Request |
Arrange the material starting at the line that contains "Final review — confirm that every cloud" and ending at the end of the material as a two-column CSV with the headers text and answer. Give each text and its answer one row, with every field in quotation marks and line breaks turned into spaces.

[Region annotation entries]

BEGIN

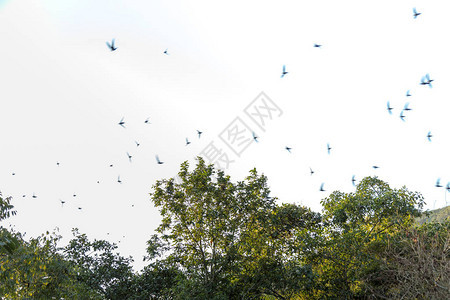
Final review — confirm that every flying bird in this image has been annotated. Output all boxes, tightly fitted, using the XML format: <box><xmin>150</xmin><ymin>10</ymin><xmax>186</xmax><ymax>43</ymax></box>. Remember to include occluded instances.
<box><xmin>119</xmin><ymin>118</ymin><xmax>125</xmax><ymax>128</ymax></box>
<box><xmin>252</xmin><ymin>131</ymin><xmax>258</xmax><ymax>142</ymax></box>
<box><xmin>281</xmin><ymin>65</ymin><xmax>289</xmax><ymax>78</ymax></box>
<box><xmin>420</xmin><ymin>74</ymin><xmax>434</xmax><ymax>88</ymax></box>
<box><xmin>387</xmin><ymin>101</ymin><xmax>393</xmax><ymax>115</ymax></box>
<box><xmin>403</xmin><ymin>102</ymin><xmax>412</xmax><ymax>111</ymax></box>
<box><xmin>400</xmin><ymin>110</ymin><xmax>405</xmax><ymax>122</ymax></box>
<box><xmin>106</xmin><ymin>39</ymin><xmax>117</xmax><ymax>51</ymax></box>
<box><xmin>320</xmin><ymin>182</ymin><xmax>325</xmax><ymax>192</ymax></box>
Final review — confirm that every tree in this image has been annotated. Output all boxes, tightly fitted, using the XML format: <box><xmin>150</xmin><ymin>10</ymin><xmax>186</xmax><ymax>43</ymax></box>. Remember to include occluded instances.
<box><xmin>304</xmin><ymin>177</ymin><xmax>424</xmax><ymax>299</ymax></box>
<box><xmin>0</xmin><ymin>192</ymin><xmax>19</xmax><ymax>256</ymax></box>
<box><xmin>151</xmin><ymin>157</ymin><xmax>320</xmax><ymax>299</ymax></box>
<box><xmin>64</xmin><ymin>229</ymin><xmax>133</xmax><ymax>299</ymax></box>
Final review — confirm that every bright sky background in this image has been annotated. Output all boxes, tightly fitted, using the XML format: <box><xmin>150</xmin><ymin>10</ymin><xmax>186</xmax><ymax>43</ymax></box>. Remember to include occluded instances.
<box><xmin>0</xmin><ymin>0</ymin><xmax>450</xmax><ymax>268</ymax></box>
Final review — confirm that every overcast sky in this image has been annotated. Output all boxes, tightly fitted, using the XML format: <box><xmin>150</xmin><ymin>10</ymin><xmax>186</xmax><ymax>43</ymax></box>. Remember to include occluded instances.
<box><xmin>0</xmin><ymin>0</ymin><xmax>450</xmax><ymax>268</ymax></box>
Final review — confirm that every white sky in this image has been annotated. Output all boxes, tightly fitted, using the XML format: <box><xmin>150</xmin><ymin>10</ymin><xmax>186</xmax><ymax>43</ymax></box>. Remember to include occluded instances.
<box><xmin>0</xmin><ymin>0</ymin><xmax>450</xmax><ymax>268</ymax></box>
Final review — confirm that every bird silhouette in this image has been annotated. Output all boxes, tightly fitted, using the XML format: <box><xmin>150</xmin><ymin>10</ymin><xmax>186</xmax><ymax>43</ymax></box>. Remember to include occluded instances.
<box><xmin>400</xmin><ymin>110</ymin><xmax>405</xmax><ymax>122</ymax></box>
<box><xmin>106</xmin><ymin>39</ymin><xmax>117</xmax><ymax>51</ymax></box>
<box><xmin>420</xmin><ymin>74</ymin><xmax>434</xmax><ymax>88</ymax></box>
<box><xmin>320</xmin><ymin>182</ymin><xmax>325</xmax><ymax>192</ymax></box>
<box><xmin>387</xmin><ymin>101</ymin><xmax>393</xmax><ymax>115</ymax></box>
<box><xmin>119</xmin><ymin>118</ymin><xmax>125</xmax><ymax>128</ymax></box>
<box><xmin>252</xmin><ymin>131</ymin><xmax>258</xmax><ymax>142</ymax></box>
<box><xmin>403</xmin><ymin>102</ymin><xmax>412</xmax><ymax>111</ymax></box>
<box><xmin>281</xmin><ymin>65</ymin><xmax>289</xmax><ymax>78</ymax></box>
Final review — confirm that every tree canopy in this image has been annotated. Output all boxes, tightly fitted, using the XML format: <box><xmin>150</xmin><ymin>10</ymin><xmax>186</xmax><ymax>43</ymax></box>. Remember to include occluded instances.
<box><xmin>0</xmin><ymin>158</ymin><xmax>450</xmax><ymax>300</ymax></box>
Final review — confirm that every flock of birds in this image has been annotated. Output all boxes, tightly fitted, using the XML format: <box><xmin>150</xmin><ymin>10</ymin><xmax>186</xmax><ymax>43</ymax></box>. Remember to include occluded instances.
<box><xmin>7</xmin><ymin>8</ymin><xmax>450</xmax><ymax>216</ymax></box>
<box><xmin>274</xmin><ymin>7</ymin><xmax>450</xmax><ymax>192</ymax></box>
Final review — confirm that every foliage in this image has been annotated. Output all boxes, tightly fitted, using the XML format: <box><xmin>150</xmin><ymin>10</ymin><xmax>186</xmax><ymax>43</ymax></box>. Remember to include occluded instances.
<box><xmin>367</xmin><ymin>221</ymin><xmax>450</xmax><ymax>299</ymax></box>
<box><xmin>64</xmin><ymin>229</ymin><xmax>133</xmax><ymax>299</ymax></box>
<box><xmin>0</xmin><ymin>163</ymin><xmax>450</xmax><ymax>300</ymax></box>
<box><xmin>0</xmin><ymin>232</ymin><xmax>100</xmax><ymax>299</ymax></box>
<box><xmin>416</xmin><ymin>206</ymin><xmax>450</xmax><ymax>224</ymax></box>
<box><xmin>304</xmin><ymin>177</ymin><xmax>423</xmax><ymax>298</ymax></box>
<box><xmin>152</xmin><ymin>157</ymin><xmax>320</xmax><ymax>299</ymax></box>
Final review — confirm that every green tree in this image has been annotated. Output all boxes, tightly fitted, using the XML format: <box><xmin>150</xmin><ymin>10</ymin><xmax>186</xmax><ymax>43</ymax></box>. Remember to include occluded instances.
<box><xmin>151</xmin><ymin>157</ymin><xmax>320</xmax><ymax>299</ymax></box>
<box><xmin>64</xmin><ymin>229</ymin><xmax>134</xmax><ymax>299</ymax></box>
<box><xmin>304</xmin><ymin>177</ymin><xmax>424</xmax><ymax>299</ymax></box>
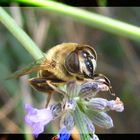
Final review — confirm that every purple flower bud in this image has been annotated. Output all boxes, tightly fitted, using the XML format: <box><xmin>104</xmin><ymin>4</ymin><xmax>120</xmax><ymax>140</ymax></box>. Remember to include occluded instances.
<box><xmin>86</xmin><ymin>110</ymin><xmax>113</xmax><ymax>128</ymax></box>
<box><xmin>64</xmin><ymin>99</ymin><xmax>76</xmax><ymax>111</ymax></box>
<box><xmin>25</xmin><ymin>105</ymin><xmax>53</xmax><ymax>136</ymax></box>
<box><xmin>87</xmin><ymin>98</ymin><xmax>108</xmax><ymax>111</ymax></box>
<box><xmin>60</xmin><ymin>112</ymin><xmax>74</xmax><ymax>131</ymax></box>
<box><xmin>57</xmin><ymin>127</ymin><xmax>70</xmax><ymax>140</ymax></box>
<box><xmin>66</xmin><ymin>81</ymin><xmax>80</xmax><ymax>98</ymax></box>
<box><xmin>108</xmin><ymin>97</ymin><xmax>124</xmax><ymax>112</ymax></box>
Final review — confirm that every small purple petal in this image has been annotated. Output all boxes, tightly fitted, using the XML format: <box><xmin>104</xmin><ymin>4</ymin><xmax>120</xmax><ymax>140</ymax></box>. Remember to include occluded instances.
<box><xmin>108</xmin><ymin>97</ymin><xmax>124</xmax><ymax>112</ymax></box>
<box><xmin>57</xmin><ymin>127</ymin><xmax>70</xmax><ymax>140</ymax></box>
<box><xmin>25</xmin><ymin>105</ymin><xmax>53</xmax><ymax>136</ymax></box>
<box><xmin>87</xmin><ymin>98</ymin><xmax>108</xmax><ymax>111</ymax></box>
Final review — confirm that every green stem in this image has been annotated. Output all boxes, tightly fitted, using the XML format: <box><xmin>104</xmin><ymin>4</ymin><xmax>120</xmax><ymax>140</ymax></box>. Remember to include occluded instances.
<box><xmin>15</xmin><ymin>0</ymin><xmax>140</xmax><ymax>42</ymax></box>
<box><xmin>0</xmin><ymin>7</ymin><xmax>43</xmax><ymax>60</ymax></box>
<box><xmin>74</xmin><ymin>106</ymin><xmax>90</xmax><ymax>140</ymax></box>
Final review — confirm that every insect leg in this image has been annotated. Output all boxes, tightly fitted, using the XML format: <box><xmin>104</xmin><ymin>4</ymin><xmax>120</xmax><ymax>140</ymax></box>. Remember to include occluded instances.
<box><xmin>29</xmin><ymin>77</ymin><xmax>51</xmax><ymax>92</ymax></box>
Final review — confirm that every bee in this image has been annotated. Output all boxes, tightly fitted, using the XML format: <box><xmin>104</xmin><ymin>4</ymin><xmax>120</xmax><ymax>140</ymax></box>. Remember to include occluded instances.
<box><xmin>11</xmin><ymin>43</ymin><xmax>97</xmax><ymax>102</ymax></box>
<box><xmin>11</xmin><ymin>43</ymin><xmax>114</xmax><ymax>105</ymax></box>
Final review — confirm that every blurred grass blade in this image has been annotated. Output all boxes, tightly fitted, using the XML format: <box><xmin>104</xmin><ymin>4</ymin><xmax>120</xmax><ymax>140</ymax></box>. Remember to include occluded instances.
<box><xmin>0</xmin><ymin>7</ymin><xmax>43</xmax><ymax>59</ymax></box>
<box><xmin>14</xmin><ymin>0</ymin><xmax>140</xmax><ymax>42</ymax></box>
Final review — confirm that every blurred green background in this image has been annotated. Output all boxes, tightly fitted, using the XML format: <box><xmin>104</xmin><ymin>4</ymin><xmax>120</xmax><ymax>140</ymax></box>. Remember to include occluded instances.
<box><xmin>0</xmin><ymin>6</ymin><xmax>140</xmax><ymax>134</ymax></box>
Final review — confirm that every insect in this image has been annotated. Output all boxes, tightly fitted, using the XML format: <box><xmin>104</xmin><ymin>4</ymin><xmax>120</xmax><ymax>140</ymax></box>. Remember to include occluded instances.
<box><xmin>9</xmin><ymin>43</ymin><xmax>97</xmax><ymax>105</ymax></box>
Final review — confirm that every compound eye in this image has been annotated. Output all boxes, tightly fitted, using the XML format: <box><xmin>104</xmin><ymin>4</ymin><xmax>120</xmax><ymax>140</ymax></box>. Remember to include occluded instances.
<box><xmin>85</xmin><ymin>59</ymin><xmax>93</xmax><ymax>78</ymax></box>
<box><xmin>65</xmin><ymin>52</ymin><xmax>79</xmax><ymax>73</ymax></box>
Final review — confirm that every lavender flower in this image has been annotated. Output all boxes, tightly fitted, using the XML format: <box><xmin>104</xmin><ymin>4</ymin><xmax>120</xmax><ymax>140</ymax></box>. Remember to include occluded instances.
<box><xmin>25</xmin><ymin>79</ymin><xmax>124</xmax><ymax>140</ymax></box>
<box><xmin>25</xmin><ymin>104</ymin><xmax>61</xmax><ymax>137</ymax></box>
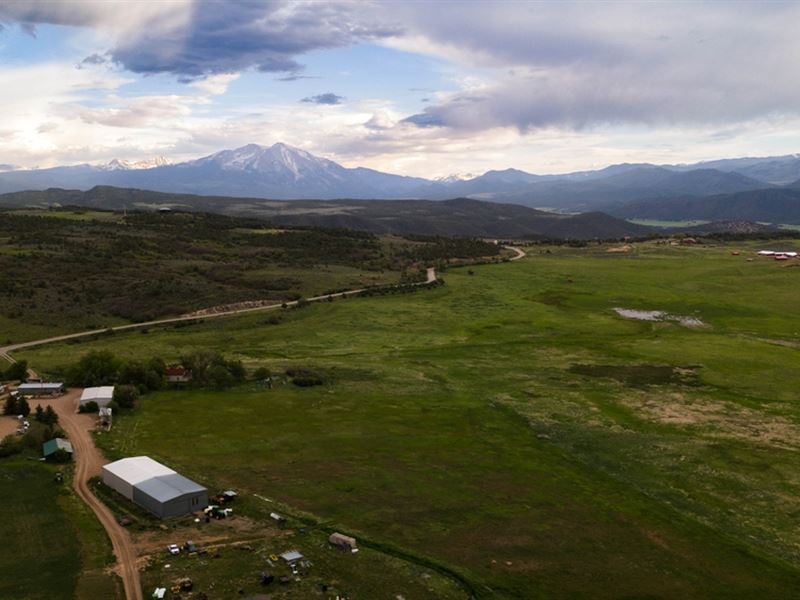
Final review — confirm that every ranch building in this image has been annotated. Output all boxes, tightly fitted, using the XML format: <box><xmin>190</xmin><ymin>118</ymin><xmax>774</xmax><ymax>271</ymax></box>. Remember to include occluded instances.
<box><xmin>103</xmin><ymin>456</ymin><xmax>208</xmax><ymax>519</ymax></box>
<box><xmin>17</xmin><ymin>382</ymin><xmax>66</xmax><ymax>397</ymax></box>
<box><xmin>81</xmin><ymin>385</ymin><xmax>114</xmax><ymax>406</ymax></box>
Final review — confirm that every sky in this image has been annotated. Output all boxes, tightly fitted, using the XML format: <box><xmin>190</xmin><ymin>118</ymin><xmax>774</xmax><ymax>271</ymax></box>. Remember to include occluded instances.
<box><xmin>0</xmin><ymin>0</ymin><xmax>800</xmax><ymax>177</ymax></box>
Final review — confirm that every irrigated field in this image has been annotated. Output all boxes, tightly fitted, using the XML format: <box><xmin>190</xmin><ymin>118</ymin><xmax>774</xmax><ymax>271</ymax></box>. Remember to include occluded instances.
<box><xmin>0</xmin><ymin>457</ymin><xmax>115</xmax><ymax>600</ymax></box>
<box><xmin>19</xmin><ymin>242</ymin><xmax>800</xmax><ymax>598</ymax></box>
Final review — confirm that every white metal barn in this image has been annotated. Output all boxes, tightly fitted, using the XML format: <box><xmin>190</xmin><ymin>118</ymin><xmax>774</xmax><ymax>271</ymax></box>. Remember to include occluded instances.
<box><xmin>81</xmin><ymin>385</ymin><xmax>114</xmax><ymax>406</ymax></box>
<box><xmin>103</xmin><ymin>456</ymin><xmax>208</xmax><ymax>519</ymax></box>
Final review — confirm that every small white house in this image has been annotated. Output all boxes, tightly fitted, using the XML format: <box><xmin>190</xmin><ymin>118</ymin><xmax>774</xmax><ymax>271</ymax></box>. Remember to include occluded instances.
<box><xmin>81</xmin><ymin>385</ymin><xmax>114</xmax><ymax>406</ymax></box>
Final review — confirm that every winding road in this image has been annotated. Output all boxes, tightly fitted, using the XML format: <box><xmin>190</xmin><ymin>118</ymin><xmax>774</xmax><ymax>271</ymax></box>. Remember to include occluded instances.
<box><xmin>47</xmin><ymin>389</ymin><xmax>143</xmax><ymax>600</ymax></box>
<box><xmin>0</xmin><ymin>246</ymin><xmax>525</xmax><ymax>600</ymax></box>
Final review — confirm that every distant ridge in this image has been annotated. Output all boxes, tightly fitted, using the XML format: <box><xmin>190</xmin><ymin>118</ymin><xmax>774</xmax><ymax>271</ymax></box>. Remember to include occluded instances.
<box><xmin>0</xmin><ymin>186</ymin><xmax>653</xmax><ymax>239</ymax></box>
<box><xmin>608</xmin><ymin>187</ymin><xmax>800</xmax><ymax>224</ymax></box>
<box><xmin>0</xmin><ymin>143</ymin><xmax>800</xmax><ymax>212</ymax></box>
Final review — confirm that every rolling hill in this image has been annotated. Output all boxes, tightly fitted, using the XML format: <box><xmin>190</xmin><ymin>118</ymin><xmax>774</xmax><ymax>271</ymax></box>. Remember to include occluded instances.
<box><xmin>0</xmin><ymin>186</ymin><xmax>651</xmax><ymax>239</ymax></box>
<box><xmin>607</xmin><ymin>187</ymin><xmax>800</xmax><ymax>223</ymax></box>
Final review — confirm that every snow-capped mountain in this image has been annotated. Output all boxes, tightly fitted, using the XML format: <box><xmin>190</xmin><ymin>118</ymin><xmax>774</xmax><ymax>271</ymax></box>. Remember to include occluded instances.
<box><xmin>0</xmin><ymin>143</ymin><xmax>800</xmax><ymax>210</ymax></box>
<box><xmin>433</xmin><ymin>173</ymin><xmax>477</xmax><ymax>184</ymax></box>
<box><xmin>100</xmin><ymin>156</ymin><xmax>172</xmax><ymax>171</ymax></box>
<box><xmin>191</xmin><ymin>143</ymin><xmax>347</xmax><ymax>181</ymax></box>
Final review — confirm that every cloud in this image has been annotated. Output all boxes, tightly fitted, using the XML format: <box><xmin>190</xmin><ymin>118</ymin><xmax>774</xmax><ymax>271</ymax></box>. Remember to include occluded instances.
<box><xmin>384</xmin><ymin>2</ymin><xmax>800</xmax><ymax>132</ymax></box>
<box><xmin>75</xmin><ymin>95</ymin><xmax>207</xmax><ymax>128</ymax></box>
<box><xmin>79</xmin><ymin>53</ymin><xmax>108</xmax><ymax>68</ymax></box>
<box><xmin>0</xmin><ymin>0</ymin><xmax>399</xmax><ymax>81</ymax></box>
<box><xmin>191</xmin><ymin>73</ymin><xmax>239</xmax><ymax>96</ymax></box>
<box><xmin>277</xmin><ymin>73</ymin><xmax>320</xmax><ymax>81</ymax></box>
<box><xmin>300</xmin><ymin>92</ymin><xmax>344</xmax><ymax>104</ymax></box>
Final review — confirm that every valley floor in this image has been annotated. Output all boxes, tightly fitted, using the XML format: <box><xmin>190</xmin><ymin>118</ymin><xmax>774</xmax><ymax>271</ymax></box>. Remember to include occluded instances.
<box><xmin>16</xmin><ymin>242</ymin><xmax>800</xmax><ymax>598</ymax></box>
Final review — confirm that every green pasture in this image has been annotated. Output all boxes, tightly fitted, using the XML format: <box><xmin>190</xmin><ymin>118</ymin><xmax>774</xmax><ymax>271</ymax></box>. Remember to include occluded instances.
<box><xmin>18</xmin><ymin>241</ymin><xmax>800</xmax><ymax>598</ymax></box>
<box><xmin>627</xmin><ymin>219</ymin><xmax>711</xmax><ymax>229</ymax></box>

END

The solution |
text,answer
"Final review — confirm that every cloud in this image has been annotated. Output all boxes, tightly fitted, using the XML format: <box><xmin>190</xmin><ymin>118</ymin><xmax>774</xmax><ymax>271</ymax></box>. Remember to include occluded instances.","<box><xmin>384</xmin><ymin>2</ymin><xmax>800</xmax><ymax>132</ymax></box> <box><xmin>75</xmin><ymin>95</ymin><xmax>207</xmax><ymax>128</ymax></box> <box><xmin>79</xmin><ymin>53</ymin><xmax>108</xmax><ymax>68</ymax></box> <box><xmin>0</xmin><ymin>0</ymin><xmax>399</xmax><ymax>81</ymax></box> <box><xmin>191</xmin><ymin>73</ymin><xmax>239</xmax><ymax>96</ymax></box> <box><xmin>277</xmin><ymin>73</ymin><xmax>320</xmax><ymax>81</ymax></box> <box><xmin>300</xmin><ymin>92</ymin><xmax>344</xmax><ymax>104</ymax></box>"
"Final review — confirm that every valley floor in this image has been annotated. Output all boxes, tightly fitted, using the XML format: <box><xmin>190</xmin><ymin>118</ymin><xmax>774</xmax><ymax>271</ymax></box>. Remember to include occluded instances.","<box><xmin>16</xmin><ymin>242</ymin><xmax>800</xmax><ymax>598</ymax></box>"
"Final review — confirm that every green pasture in this image has been annotated. Output all boxes, tightly fitted, using the XML format: <box><xmin>190</xmin><ymin>118</ymin><xmax>774</xmax><ymax>271</ymax></box>. Remember to include occluded instances.","<box><xmin>18</xmin><ymin>241</ymin><xmax>800</xmax><ymax>598</ymax></box> <box><xmin>627</xmin><ymin>219</ymin><xmax>711</xmax><ymax>229</ymax></box>"